• DO THIS:
Give only the number of lines in the entries below that contain the word "metal".

• DATA RECORDS:
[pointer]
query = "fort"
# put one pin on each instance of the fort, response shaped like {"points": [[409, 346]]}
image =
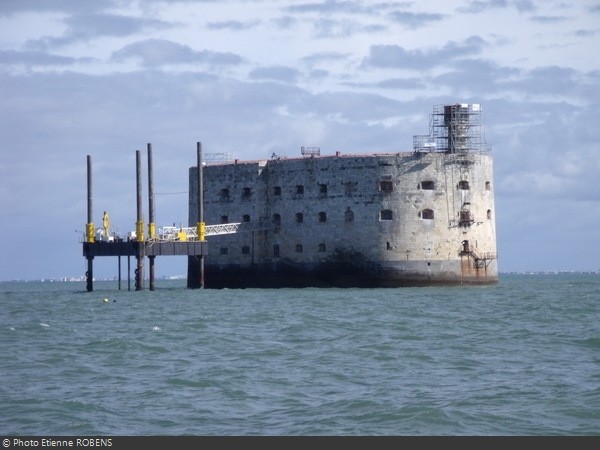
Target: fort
{"points": [[420, 217]]}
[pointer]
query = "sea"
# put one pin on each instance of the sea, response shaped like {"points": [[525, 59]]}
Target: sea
{"points": [[520, 358]]}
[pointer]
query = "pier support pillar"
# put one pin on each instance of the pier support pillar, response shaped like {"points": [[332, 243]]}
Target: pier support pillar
{"points": [[89, 275]]}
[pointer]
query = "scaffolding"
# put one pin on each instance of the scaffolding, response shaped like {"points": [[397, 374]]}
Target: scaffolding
{"points": [[456, 129]]}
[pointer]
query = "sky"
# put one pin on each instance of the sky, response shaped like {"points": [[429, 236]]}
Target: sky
{"points": [[249, 78]]}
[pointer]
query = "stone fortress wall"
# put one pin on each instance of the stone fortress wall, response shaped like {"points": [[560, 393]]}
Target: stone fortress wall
{"points": [[365, 220]]}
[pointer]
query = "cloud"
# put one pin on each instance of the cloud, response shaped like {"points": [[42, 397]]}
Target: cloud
{"points": [[394, 56], [415, 20], [85, 27], [160, 52], [36, 58], [233, 25], [10, 7], [277, 73], [479, 6], [327, 28], [328, 7], [549, 20]]}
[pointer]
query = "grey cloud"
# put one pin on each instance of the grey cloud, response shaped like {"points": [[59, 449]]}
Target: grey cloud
{"points": [[327, 28], [478, 6], [347, 7], [474, 76], [36, 58], [548, 19], [586, 33], [402, 83], [325, 57], [277, 73], [328, 6], [233, 25], [157, 52], [415, 20], [8, 7], [396, 56], [83, 27]]}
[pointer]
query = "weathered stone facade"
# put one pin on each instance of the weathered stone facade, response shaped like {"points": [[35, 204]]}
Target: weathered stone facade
{"points": [[376, 220]]}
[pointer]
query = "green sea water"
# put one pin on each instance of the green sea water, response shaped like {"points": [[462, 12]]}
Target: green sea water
{"points": [[518, 358]]}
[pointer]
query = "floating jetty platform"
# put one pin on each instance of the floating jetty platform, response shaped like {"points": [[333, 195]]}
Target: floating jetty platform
{"points": [[145, 242]]}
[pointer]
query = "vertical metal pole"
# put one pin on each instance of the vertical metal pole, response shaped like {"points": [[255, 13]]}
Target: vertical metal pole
{"points": [[89, 238], [128, 272], [139, 272], [200, 206], [151, 225]]}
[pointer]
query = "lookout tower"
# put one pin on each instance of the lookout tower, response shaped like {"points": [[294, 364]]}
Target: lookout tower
{"points": [[456, 129]]}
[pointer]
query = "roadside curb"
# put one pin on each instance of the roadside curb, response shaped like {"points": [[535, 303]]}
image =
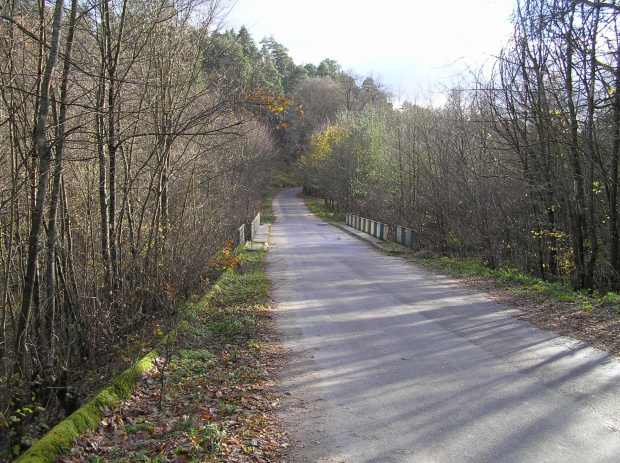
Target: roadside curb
{"points": [[88, 416]]}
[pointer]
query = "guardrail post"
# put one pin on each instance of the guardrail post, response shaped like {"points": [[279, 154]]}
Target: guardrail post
{"points": [[241, 235]]}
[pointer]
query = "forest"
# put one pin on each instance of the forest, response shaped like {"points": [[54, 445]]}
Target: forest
{"points": [[136, 136]]}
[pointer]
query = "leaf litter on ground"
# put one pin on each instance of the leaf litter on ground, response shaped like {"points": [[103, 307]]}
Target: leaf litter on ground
{"points": [[213, 397]]}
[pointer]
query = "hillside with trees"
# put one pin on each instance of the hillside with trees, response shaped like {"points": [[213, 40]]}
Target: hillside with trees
{"points": [[519, 168], [135, 137]]}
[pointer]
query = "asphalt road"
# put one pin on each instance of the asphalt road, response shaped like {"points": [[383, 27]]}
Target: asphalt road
{"points": [[390, 363]]}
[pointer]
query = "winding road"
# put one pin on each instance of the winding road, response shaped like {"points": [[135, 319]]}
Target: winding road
{"points": [[391, 363]]}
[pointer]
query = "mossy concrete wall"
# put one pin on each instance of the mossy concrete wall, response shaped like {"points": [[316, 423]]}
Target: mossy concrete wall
{"points": [[62, 435]]}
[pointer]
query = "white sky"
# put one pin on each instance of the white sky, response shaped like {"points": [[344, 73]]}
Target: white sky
{"points": [[409, 45]]}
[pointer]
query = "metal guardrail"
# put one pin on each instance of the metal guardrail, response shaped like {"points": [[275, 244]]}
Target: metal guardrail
{"points": [[394, 233], [240, 234]]}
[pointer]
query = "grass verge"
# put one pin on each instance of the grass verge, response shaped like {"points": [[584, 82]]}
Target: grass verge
{"points": [[317, 206], [213, 397]]}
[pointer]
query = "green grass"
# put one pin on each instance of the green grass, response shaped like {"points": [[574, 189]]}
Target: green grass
{"points": [[517, 282]]}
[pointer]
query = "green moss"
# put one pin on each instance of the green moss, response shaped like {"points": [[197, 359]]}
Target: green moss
{"points": [[62, 435]]}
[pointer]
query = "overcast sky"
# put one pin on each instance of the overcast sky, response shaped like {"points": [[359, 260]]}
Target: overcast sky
{"points": [[409, 45]]}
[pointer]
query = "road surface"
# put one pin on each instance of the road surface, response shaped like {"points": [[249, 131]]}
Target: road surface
{"points": [[391, 363]]}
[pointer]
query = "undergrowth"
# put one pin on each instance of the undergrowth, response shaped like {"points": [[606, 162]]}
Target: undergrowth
{"points": [[213, 400], [519, 283]]}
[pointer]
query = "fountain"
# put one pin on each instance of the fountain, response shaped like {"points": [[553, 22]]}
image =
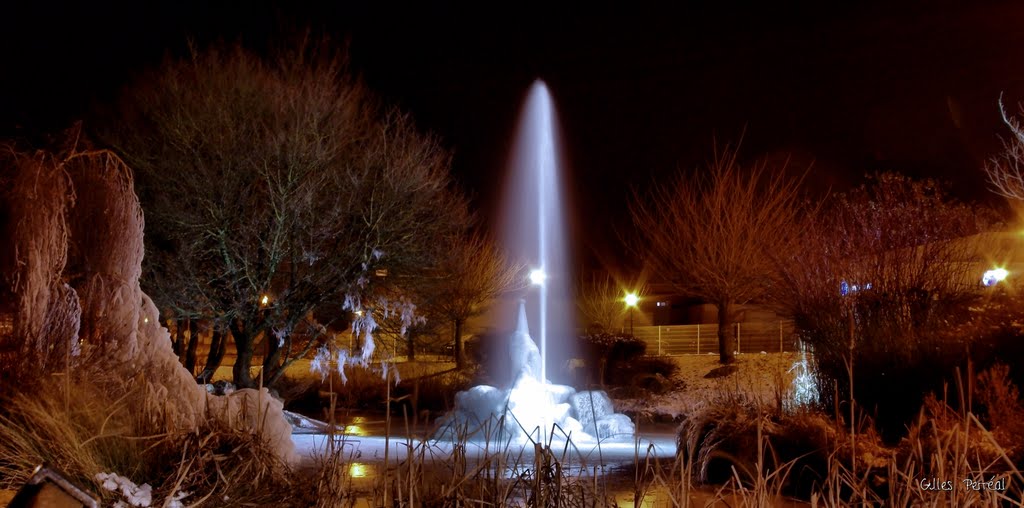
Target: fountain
{"points": [[529, 407]]}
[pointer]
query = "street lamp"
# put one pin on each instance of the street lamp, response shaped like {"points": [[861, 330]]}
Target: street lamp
{"points": [[631, 301]]}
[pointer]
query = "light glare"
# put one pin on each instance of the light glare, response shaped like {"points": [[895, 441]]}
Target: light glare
{"points": [[632, 299], [994, 276], [537, 277]]}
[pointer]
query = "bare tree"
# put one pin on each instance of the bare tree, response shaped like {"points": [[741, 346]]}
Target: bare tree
{"points": [[471, 277], [274, 186], [715, 235], [883, 273], [1006, 170]]}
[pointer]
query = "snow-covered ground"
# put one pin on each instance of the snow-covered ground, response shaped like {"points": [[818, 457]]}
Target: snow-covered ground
{"points": [[370, 450]]}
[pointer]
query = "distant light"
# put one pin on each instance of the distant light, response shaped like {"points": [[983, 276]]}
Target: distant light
{"points": [[992, 277], [537, 277], [357, 470], [632, 299]]}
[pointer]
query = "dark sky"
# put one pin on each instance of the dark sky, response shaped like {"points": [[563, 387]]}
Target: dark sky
{"points": [[641, 91]]}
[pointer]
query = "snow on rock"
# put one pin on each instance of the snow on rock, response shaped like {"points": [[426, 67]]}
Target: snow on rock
{"points": [[531, 410], [133, 495]]}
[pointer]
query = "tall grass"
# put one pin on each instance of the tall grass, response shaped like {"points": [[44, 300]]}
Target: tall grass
{"points": [[94, 424]]}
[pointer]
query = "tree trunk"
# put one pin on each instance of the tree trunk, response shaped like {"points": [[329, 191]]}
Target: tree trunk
{"points": [[218, 345], [460, 348], [410, 345], [726, 339], [194, 339], [271, 358], [244, 358]]}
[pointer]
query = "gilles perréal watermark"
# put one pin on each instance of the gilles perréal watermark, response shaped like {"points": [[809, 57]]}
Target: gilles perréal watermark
{"points": [[993, 483]]}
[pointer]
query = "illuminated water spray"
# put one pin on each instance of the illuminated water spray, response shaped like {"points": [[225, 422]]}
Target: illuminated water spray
{"points": [[528, 407], [534, 224]]}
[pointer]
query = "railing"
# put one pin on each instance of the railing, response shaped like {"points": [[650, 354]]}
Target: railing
{"points": [[753, 337]]}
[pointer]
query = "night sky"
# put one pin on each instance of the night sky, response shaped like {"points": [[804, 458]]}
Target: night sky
{"points": [[641, 91]]}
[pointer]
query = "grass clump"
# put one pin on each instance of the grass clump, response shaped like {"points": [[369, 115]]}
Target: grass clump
{"points": [[90, 425]]}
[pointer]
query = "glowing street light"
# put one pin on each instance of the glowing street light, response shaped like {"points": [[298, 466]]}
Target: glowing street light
{"points": [[537, 277], [631, 301]]}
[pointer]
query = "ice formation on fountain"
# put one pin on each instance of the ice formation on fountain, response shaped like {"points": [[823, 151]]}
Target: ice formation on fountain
{"points": [[530, 409]]}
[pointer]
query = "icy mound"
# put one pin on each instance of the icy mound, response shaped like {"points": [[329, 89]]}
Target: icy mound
{"points": [[531, 410]]}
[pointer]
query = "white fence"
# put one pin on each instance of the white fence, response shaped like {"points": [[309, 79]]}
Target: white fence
{"points": [[700, 339]]}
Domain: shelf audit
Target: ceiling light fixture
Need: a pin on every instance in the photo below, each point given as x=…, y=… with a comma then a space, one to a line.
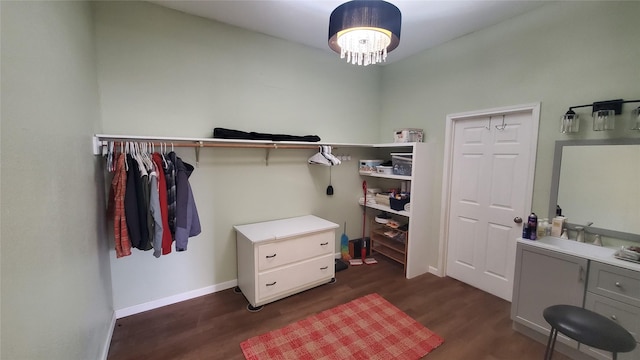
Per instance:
x=364, y=31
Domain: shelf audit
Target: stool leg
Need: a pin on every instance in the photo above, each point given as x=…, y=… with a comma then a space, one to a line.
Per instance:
x=551, y=344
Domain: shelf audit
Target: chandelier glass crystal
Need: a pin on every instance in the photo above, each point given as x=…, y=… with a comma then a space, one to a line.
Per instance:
x=364, y=31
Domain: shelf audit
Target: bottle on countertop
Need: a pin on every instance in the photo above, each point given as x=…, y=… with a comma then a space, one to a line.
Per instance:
x=532, y=224
x=525, y=231
x=542, y=228
x=597, y=241
x=580, y=234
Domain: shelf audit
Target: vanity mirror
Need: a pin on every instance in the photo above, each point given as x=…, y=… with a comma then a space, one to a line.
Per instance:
x=598, y=181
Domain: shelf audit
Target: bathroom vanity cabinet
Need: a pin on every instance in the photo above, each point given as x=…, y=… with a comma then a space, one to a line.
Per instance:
x=554, y=271
x=545, y=278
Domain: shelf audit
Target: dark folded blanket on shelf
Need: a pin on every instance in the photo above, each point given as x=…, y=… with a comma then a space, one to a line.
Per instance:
x=222, y=133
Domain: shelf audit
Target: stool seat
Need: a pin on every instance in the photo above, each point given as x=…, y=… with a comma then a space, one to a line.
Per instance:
x=589, y=328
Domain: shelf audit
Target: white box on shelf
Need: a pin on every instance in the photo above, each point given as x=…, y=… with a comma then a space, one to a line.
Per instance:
x=408, y=135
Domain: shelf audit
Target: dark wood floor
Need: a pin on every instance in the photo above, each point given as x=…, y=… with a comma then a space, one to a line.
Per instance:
x=474, y=324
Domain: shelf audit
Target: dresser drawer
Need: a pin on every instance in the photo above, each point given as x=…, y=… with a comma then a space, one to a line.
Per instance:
x=614, y=282
x=289, y=278
x=279, y=253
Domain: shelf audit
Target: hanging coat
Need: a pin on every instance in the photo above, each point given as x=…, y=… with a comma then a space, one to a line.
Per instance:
x=164, y=209
x=187, y=220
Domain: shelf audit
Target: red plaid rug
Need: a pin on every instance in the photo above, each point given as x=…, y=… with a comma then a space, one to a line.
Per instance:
x=366, y=328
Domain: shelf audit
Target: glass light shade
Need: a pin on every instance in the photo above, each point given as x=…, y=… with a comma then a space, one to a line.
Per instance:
x=364, y=31
x=603, y=120
x=570, y=122
x=635, y=119
x=364, y=45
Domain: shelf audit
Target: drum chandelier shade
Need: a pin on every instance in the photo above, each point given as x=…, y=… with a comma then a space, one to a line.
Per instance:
x=364, y=31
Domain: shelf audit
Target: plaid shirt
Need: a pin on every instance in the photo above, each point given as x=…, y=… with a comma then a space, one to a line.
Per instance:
x=116, y=209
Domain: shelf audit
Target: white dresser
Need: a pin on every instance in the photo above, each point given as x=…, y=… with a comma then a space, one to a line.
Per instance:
x=283, y=257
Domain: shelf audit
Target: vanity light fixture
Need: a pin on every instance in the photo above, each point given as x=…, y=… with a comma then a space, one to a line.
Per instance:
x=364, y=31
x=635, y=119
x=603, y=113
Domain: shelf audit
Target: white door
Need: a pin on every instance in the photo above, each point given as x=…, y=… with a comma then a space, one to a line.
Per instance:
x=492, y=161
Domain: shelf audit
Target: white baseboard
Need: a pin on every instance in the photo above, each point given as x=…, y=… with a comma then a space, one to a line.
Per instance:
x=136, y=309
x=105, y=348
x=435, y=271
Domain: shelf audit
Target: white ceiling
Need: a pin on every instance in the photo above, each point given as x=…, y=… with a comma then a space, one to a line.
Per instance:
x=425, y=23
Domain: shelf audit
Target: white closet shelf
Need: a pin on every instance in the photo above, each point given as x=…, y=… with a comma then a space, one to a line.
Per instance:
x=101, y=140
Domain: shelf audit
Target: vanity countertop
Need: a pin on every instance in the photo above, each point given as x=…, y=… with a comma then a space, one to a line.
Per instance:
x=587, y=251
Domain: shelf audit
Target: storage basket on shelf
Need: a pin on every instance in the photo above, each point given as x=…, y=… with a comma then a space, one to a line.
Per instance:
x=369, y=166
x=398, y=204
x=402, y=163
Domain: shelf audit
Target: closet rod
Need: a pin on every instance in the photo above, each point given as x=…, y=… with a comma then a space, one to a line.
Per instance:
x=101, y=141
x=219, y=145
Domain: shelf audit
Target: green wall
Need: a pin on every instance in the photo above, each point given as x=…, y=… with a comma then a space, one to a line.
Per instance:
x=56, y=284
x=166, y=73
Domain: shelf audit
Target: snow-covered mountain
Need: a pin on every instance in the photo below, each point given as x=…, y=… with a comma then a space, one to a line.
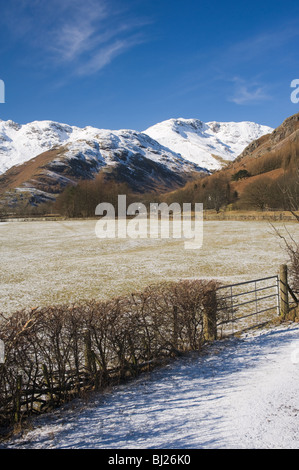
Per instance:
x=210, y=144
x=20, y=143
x=42, y=158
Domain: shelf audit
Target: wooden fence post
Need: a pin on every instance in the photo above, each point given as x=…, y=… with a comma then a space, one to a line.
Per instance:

• SOLVED EXERCISE:
6